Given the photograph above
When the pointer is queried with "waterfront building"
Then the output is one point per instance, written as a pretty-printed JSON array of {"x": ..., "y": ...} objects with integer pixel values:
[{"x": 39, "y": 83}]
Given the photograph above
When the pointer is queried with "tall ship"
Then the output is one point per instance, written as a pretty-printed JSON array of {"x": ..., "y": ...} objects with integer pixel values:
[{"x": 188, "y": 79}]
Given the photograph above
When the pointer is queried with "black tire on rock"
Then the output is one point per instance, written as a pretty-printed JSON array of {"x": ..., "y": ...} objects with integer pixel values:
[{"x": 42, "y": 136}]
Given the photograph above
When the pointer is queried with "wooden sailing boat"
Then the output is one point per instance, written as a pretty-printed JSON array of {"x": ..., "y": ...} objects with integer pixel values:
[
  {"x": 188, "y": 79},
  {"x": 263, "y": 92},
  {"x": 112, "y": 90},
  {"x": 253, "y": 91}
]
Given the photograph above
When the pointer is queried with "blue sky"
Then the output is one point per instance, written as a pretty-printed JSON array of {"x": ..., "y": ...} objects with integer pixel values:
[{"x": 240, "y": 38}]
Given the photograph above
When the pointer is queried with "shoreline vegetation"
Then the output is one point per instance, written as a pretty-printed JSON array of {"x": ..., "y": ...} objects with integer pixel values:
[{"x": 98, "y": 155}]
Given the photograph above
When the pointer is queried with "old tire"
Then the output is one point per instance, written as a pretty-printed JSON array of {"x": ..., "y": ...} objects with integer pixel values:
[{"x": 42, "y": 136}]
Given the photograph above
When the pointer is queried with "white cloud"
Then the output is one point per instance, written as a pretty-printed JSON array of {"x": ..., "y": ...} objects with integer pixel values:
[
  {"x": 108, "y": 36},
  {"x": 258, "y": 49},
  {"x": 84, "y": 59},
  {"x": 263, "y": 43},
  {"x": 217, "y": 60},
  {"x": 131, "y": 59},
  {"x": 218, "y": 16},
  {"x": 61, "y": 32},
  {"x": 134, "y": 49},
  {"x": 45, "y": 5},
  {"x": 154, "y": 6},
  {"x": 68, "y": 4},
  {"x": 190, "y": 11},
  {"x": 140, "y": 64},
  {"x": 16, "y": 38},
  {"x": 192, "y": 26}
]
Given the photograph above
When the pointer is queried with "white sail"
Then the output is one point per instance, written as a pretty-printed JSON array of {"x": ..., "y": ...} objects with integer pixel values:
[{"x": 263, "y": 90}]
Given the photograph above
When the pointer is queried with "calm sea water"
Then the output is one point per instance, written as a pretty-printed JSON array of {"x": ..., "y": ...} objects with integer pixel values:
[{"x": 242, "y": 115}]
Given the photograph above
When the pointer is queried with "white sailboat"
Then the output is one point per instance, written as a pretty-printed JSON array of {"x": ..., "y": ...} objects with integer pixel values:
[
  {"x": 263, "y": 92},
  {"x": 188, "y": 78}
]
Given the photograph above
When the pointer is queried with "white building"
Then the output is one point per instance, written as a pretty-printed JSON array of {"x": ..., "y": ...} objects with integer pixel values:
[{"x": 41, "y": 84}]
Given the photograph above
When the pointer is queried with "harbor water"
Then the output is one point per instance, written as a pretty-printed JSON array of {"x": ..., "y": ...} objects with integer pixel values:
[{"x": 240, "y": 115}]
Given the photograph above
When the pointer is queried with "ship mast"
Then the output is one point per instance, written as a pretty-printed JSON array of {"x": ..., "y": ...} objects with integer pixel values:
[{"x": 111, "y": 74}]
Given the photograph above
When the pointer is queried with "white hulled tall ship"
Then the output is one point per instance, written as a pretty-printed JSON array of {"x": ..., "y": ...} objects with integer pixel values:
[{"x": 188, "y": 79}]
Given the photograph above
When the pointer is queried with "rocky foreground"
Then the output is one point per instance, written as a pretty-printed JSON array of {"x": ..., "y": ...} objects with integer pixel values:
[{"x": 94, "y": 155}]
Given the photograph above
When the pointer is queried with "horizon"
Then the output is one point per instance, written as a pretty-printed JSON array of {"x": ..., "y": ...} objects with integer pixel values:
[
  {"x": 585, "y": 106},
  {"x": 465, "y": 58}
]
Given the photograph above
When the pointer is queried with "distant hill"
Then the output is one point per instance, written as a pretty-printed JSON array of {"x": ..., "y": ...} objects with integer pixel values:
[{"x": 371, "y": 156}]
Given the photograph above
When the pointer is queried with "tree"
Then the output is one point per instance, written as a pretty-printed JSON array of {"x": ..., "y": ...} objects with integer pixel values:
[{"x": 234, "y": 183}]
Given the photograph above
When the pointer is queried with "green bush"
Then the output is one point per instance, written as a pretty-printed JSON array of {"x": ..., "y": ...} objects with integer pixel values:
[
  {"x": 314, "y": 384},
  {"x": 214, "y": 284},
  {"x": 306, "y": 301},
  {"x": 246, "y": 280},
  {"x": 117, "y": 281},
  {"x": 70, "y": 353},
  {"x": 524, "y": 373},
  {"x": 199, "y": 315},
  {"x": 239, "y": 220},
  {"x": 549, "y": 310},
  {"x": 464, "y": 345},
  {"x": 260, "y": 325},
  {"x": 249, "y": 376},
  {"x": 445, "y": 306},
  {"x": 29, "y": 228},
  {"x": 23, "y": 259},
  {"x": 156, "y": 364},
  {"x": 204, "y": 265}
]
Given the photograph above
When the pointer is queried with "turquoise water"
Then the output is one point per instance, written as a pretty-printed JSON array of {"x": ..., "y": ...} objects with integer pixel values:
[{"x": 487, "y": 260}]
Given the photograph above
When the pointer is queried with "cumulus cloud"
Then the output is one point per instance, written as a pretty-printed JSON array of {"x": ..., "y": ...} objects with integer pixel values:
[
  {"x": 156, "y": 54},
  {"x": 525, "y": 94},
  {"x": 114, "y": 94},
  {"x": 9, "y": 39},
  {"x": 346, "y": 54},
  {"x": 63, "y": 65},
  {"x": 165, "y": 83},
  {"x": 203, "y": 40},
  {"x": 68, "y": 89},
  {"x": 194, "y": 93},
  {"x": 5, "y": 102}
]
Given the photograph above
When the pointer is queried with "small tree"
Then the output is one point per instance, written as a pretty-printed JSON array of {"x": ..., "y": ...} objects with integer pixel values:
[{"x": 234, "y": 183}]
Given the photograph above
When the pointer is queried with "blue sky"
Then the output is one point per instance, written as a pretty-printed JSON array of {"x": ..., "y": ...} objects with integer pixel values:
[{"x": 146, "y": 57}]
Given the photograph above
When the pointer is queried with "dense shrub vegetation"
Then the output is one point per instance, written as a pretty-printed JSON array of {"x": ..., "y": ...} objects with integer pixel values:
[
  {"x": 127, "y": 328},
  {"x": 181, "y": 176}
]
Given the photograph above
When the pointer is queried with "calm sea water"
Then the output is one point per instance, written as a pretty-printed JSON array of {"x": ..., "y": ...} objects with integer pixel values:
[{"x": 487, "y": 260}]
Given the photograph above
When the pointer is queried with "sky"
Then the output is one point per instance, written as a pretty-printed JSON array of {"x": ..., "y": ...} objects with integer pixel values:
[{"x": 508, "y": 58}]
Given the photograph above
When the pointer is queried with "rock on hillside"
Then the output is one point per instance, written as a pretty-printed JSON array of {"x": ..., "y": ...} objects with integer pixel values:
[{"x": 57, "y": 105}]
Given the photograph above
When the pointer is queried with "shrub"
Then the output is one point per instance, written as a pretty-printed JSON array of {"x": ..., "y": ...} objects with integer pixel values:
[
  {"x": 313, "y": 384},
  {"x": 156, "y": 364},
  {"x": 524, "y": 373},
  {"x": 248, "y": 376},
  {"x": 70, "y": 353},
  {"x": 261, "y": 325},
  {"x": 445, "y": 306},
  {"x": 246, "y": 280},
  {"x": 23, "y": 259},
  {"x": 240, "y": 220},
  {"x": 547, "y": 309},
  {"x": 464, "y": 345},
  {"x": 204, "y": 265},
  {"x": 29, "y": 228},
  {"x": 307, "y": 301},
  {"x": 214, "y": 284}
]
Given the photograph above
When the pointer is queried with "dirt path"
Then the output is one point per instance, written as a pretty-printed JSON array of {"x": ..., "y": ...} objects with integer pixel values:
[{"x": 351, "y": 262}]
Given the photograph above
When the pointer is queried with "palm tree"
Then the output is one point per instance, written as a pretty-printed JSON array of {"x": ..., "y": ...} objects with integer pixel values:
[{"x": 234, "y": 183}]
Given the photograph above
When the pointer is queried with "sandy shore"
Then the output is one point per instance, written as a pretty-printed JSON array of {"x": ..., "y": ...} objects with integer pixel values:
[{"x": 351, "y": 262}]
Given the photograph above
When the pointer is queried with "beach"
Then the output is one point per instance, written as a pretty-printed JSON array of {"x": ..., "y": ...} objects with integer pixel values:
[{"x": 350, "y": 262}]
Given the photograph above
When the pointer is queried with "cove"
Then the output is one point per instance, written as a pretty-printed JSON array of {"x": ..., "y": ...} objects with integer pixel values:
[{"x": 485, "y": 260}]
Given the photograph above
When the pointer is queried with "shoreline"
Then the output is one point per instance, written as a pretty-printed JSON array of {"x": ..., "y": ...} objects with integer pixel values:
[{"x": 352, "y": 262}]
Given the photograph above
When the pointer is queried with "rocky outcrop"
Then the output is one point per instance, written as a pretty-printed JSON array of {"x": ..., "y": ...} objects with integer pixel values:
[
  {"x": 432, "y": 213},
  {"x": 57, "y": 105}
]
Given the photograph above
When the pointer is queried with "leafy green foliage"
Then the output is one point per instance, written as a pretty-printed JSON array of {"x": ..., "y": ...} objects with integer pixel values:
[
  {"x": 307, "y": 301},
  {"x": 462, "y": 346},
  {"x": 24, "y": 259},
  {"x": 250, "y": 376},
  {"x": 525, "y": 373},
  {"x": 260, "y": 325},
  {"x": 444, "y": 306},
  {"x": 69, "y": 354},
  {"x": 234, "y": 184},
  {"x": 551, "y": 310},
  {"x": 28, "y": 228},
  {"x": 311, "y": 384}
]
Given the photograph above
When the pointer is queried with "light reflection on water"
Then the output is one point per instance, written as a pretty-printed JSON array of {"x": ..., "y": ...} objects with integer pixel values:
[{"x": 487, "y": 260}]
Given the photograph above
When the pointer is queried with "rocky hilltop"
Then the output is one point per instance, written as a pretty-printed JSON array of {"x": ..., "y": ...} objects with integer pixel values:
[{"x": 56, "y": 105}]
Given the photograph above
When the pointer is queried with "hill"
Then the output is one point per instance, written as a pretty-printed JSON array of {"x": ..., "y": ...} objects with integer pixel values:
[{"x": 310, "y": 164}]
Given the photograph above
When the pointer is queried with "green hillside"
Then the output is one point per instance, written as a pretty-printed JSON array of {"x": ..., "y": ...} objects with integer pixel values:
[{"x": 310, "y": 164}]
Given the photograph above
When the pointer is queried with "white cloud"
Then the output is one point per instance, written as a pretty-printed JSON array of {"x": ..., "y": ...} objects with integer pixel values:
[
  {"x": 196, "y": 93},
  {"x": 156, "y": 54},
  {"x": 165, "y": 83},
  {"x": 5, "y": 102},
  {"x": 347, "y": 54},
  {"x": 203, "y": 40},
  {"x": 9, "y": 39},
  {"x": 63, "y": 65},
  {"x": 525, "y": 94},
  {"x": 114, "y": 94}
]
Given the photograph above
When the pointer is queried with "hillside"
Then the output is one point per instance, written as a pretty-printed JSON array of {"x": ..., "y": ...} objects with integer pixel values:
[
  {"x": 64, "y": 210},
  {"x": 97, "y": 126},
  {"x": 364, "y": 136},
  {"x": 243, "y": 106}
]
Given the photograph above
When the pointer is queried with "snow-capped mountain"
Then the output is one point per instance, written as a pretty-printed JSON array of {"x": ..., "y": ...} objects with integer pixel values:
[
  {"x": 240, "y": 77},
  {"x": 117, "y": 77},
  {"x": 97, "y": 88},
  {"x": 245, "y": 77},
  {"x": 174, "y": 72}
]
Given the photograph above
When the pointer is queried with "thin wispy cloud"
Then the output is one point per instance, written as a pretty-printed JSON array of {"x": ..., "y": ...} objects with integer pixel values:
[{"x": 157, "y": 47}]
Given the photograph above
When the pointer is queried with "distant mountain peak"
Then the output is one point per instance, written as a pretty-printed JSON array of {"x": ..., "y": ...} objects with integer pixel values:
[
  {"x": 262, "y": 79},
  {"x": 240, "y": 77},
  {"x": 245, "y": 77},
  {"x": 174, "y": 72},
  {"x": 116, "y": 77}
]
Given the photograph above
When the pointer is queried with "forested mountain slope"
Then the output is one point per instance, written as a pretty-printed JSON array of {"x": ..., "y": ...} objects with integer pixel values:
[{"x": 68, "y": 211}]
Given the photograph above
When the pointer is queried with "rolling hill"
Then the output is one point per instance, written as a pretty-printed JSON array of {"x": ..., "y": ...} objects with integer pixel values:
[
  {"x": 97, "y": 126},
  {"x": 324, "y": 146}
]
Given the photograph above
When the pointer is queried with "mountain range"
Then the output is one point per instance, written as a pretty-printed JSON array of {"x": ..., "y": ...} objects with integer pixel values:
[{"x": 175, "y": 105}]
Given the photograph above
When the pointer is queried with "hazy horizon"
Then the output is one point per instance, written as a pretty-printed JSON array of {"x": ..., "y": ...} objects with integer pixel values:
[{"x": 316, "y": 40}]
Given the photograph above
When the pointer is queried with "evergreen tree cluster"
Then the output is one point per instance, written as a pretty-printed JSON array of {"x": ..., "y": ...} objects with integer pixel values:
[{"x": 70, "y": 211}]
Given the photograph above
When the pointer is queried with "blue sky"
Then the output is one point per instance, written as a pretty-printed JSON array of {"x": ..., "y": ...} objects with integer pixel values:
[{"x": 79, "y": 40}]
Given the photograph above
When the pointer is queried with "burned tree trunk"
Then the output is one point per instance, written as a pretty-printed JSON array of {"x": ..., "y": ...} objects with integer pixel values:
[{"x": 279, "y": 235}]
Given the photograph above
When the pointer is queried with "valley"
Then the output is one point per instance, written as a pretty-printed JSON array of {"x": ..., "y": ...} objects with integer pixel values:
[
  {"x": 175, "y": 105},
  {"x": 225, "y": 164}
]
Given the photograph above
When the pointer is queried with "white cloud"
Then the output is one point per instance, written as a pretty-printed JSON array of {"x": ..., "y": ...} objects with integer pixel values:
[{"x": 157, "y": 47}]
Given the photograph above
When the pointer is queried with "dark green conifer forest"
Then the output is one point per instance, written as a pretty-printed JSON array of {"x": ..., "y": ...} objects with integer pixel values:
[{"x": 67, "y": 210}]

◆ ◆ ◆ ◆ ◆

**Aim of the exercise:**
Please gather every line of the rows above that contains the string "rocky", and copy each such line in full.

**The completed task:**
When the pointer is queried with "rocky foreground"
When the pointer is queried with "rocky outcrop"
When the pointer is queried with "rocky hilltop"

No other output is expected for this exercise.